%%

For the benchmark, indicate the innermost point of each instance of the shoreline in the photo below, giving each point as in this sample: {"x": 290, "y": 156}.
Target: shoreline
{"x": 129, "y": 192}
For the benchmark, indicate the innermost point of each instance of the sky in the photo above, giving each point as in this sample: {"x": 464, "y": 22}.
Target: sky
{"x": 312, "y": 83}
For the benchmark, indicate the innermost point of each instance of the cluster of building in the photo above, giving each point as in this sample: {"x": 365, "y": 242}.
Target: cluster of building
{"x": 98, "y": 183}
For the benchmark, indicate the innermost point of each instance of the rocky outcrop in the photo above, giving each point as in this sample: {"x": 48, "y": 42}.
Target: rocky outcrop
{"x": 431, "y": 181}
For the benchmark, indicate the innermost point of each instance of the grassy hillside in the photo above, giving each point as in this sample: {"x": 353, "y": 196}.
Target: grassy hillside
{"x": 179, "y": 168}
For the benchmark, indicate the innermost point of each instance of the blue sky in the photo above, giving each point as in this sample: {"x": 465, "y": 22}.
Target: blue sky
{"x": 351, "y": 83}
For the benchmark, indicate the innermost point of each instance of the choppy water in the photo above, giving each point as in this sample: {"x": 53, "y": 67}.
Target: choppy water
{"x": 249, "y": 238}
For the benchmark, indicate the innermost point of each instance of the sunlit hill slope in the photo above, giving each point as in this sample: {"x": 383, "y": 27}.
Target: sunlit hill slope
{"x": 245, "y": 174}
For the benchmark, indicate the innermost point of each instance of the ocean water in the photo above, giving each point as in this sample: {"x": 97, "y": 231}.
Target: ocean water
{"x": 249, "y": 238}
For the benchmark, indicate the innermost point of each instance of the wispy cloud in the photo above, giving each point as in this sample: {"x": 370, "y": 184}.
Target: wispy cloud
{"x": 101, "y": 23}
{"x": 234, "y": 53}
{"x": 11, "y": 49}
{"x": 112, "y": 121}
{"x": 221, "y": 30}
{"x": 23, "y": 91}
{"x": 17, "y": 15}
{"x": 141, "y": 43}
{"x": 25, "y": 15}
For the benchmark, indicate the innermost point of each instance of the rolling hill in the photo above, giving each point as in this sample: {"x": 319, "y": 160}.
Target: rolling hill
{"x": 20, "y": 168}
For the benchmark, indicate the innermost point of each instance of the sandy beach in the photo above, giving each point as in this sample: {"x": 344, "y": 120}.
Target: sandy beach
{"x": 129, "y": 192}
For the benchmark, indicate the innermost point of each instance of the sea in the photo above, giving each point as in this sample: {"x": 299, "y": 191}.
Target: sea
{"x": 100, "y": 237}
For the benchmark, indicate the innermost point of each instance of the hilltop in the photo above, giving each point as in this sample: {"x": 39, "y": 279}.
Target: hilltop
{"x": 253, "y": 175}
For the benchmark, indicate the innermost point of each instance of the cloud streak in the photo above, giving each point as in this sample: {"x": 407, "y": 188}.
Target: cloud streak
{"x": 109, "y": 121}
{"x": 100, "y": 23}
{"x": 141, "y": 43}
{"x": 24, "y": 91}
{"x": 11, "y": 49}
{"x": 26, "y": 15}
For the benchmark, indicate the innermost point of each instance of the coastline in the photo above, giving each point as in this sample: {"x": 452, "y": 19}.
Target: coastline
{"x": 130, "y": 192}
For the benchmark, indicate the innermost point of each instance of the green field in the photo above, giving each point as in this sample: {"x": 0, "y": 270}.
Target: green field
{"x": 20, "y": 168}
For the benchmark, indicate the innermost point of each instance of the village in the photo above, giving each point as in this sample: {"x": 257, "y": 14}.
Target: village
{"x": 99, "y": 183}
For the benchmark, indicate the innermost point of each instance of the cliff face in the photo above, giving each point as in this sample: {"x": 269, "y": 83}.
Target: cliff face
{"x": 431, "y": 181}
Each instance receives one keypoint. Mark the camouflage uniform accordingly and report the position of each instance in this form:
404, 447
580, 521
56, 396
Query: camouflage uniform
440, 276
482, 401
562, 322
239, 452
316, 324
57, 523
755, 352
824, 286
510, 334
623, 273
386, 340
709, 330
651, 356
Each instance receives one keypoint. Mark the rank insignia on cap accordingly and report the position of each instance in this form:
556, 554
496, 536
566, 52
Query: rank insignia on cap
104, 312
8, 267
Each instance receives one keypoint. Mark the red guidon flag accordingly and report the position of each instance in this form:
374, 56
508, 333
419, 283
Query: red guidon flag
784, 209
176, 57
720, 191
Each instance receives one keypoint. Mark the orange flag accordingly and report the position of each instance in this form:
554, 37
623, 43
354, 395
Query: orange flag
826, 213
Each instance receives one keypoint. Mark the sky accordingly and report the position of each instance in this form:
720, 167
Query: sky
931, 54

%%

_EXERCISE:_
Quote each line of the data above exactly as written.

_SOLUTION:_
For the benchmark, indicate the innermost point of each instance of the shoreline in the photo below, giving each point as in this sample: {"x": 290, "y": 156}.
Target: shoreline
{"x": 129, "y": 192}
For the benchmark, indicate the innermost point of each instance of the sky in the photo above, giving each point as in this sample: {"x": 464, "y": 22}.
Target: sky
{"x": 312, "y": 83}
For the benchmark, indicate the innermost point of each instance of the cluster of building in the photo above, giving each point as in this sample: {"x": 365, "y": 242}.
Target: cluster of building
{"x": 98, "y": 183}
For the benchmark, indicate the innermost point of each instance of the rocky outcrop in the photo above, giving each point as in this sample: {"x": 48, "y": 42}.
Target: rocky outcrop
{"x": 431, "y": 181}
For the benchmark, indicate the innermost point of each instance of the grassy hillside in the photo above, giving each point as in this sample: {"x": 353, "y": 196}.
Target: grassy hillside
{"x": 179, "y": 168}
For the benchmark, indicate the innermost point of each instance of the blue sky in the photo above, giving each point as in this sample: {"x": 465, "y": 22}.
Target: blue sky
{"x": 351, "y": 83}
For the benchmark, indicate the innermost point of each instance of the choppy water in the photo above, giving each point as in this sample: {"x": 53, "y": 67}.
Target: choppy water
{"x": 249, "y": 238}
For the benchmark, indicate the innermost point of each instance of the sunlit hill slope in the photo above, giving each point as in this sample: {"x": 383, "y": 27}.
Target: sunlit hill slope
{"x": 245, "y": 174}
For the benchmark, indicate the innermost point of each instance of the ocean water in the photo above, giving each point as in this sample: {"x": 97, "y": 231}.
Target: ocean water
{"x": 249, "y": 238}
For the benchmark, indicate the innermost point of each instance of the wispy cloud in the photo above, giving each point as in this sample: {"x": 370, "y": 184}.
Target: wispy cloud
{"x": 101, "y": 23}
{"x": 234, "y": 53}
{"x": 11, "y": 49}
{"x": 112, "y": 121}
{"x": 221, "y": 30}
{"x": 23, "y": 91}
{"x": 17, "y": 15}
{"x": 141, "y": 43}
{"x": 25, "y": 15}
For the benchmark, indicate the innermost point of each instance of the rolling hill in the photo above, giving each point as in this sample: {"x": 319, "y": 160}.
Target: rolling hill
{"x": 20, "y": 168}
For the benchmark, indicate the innermost point of each instance of the sandy beach in the photo above, giving each point as in this sample: {"x": 344, "y": 120}.
Target: sandy beach
{"x": 129, "y": 192}
For the benchmark, indicate the innermost point of each instance of the sea in the photo above, giving each point as in this sample: {"x": 299, "y": 191}.
Target: sea
{"x": 100, "y": 237}
For the benchmark, indicate the innermost point of each instance of the hilltop in the photo above, giving each point as in this sample: {"x": 39, "y": 279}.
Target: hilltop
{"x": 253, "y": 175}
For the benchmark, indicate the innermost point of each instance of the cloud streak in the photo above, giving each point as in this sample: {"x": 407, "y": 188}.
Target: cloud streak
{"x": 109, "y": 121}
{"x": 100, "y": 23}
{"x": 141, "y": 43}
{"x": 24, "y": 91}
{"x": 11, "y": 49}
{"x": 26, "y": 15}
For the benchmark, indicate the innermost point of each instance of the coastline in the photo above, giving each point as in this sample: {"x": 452, "y": 19}.
Target: coastline
{"x": 130, "y": 192}
For the benchmark, indicate the innermost point of each instance of the green field in the photo above, giving each point as in this sample: {"x": 0, "y": 270}.
Target: green field
{"x": 20, "y": 168}
For the benchmark, indicate the innermost point of each instance of the village in the photo above, giving each point as in this sample: {"x": 257, "y": 14}.
Target: village
{"x": 99, "y": 183}
For the benchmark, indicate the innermost point of each instance of the cliff face in the photo above, giving each point as in this sample: {"x": 269, "y": 83}.
Target: cliff face
{"x": 431, "y": 181}
Each instance receives one keypoint. Mark the camouflage uniform accordingly and report the position of each instance in this form:
404, 447
580, 521
56, 396
Query: camouflage uniform
440, 276
482, 401
562, 322
239, 452
316, 324
57, 523
755, 352
824, 286
510, 334
623, 273
386, 340
709, 330
651, 356
Each instance receives one keypoint. Mark the rank insignia on cap accordingly and report the position of each instance in this form:
556, 554
496, 536
566, 52
Query: rank insignia on cap
104, 312
8, 267
Each instance receives one keypoint. Mark the red guidon flag accordingly and report the position of each instance in this form:
374, 56
508, 333
419, 283
Query: red guidon flag
784, 209
176, 57
720, 191
Each instance receives one keypoint. Mark the orange flag accordingly and report the position of each instance in this form:
554, 37
623, 43
354, 395
Query: orange flag
826, 213
Each instance receives one keypoint. Mark the sky accordingly and report the position of each instance in this form:
720, 167
Query: sky
931, 54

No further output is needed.